▶ [Required work] Output the entries below so that they read exactly as they do now.

▶ [Exercise materials]
━━━━━━

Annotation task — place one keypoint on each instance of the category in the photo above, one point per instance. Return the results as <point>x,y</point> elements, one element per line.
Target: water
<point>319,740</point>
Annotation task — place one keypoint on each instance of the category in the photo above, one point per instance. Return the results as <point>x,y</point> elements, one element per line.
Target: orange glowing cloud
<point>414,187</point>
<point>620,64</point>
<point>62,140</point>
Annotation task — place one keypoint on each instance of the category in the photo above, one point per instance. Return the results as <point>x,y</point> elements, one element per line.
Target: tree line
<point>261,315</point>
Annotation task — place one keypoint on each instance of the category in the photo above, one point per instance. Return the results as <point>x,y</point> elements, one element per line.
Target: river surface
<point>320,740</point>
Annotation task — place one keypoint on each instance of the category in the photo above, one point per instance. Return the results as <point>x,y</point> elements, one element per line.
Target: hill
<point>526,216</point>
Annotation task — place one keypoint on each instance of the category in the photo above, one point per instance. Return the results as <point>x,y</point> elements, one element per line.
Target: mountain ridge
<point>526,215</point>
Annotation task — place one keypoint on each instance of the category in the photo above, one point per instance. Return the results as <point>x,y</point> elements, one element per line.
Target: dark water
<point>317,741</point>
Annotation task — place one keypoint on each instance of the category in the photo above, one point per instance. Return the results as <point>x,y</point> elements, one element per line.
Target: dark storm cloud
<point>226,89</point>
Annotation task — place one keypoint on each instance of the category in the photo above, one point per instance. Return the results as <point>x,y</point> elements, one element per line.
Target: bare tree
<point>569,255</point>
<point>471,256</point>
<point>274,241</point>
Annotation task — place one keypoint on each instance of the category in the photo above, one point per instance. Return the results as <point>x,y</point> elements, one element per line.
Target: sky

━━━━━━

▶ [Expected answer]
Annotation task — place one keypoint on each instance of the category in the photo above, one point per instance. Return the results as <point>x,y</point> elements, one element per line.
Target: water
<point>319,740</point>
Annotation task — place one keypoint on each instance of the category in the photo above, one point per instance. Return the results as <point>x,y</point> elements, one element per line.
Target: orange glowing cloud
<point>414,187</point>
<point>620,64</point>
<point>62,140</point>
Annotation task — place one keypoint on each instance of the category in the photo above, one point per instance. Return the results as <point>x,y</point> elements, one element per line.
Target: tree line
<point>261,315</point>
Annotation task — place one keypoint on each instance of the category in the photo above, one point per instance. Return the results as <point>x,y</point> elements, one element per line.
Target: river surface
<point>320,740</point>
Annotation task — place one keypoint on each instance of the category in the photo above, one point per instance. Return the results as <point>x,y</point> elements, one element per line.
Target: hill
<point>526,216</point>
Annotation task — place one keypoint on each instance of the category in the photo above, one point per instance. Return the results as <point>x,y</point> elements, one element per line.
Target: mountain ridge
<point>526,215</point>
Annotation task — place one keypoint on each instance of the category in the photo above, one point per instance. Return the results as <point>x,y</point> elements, one element per line.
Target: dark water
<point>317,741</point>
Annotation task — place one keypoint on each instance of the category in the photo above, one point per instance. Return the results as <point>x,y</point> elements, one element per line.
Target: dark storm cloud
<point>226,89</point>
Annotation task — place one keypoint on each instance of the category in the photo above, one point per instance. Return the results as <point>x,y</point> elements, one element per line.
Target: bare tree
<point>569,255</point>
<point>471,256</point>
<point>274,241</point>
Annotation task — place one keypoint on each instance of the category in the photo above, one point per instance. Return the results as <point>x,y</point> elements, one element per line.
Target: sky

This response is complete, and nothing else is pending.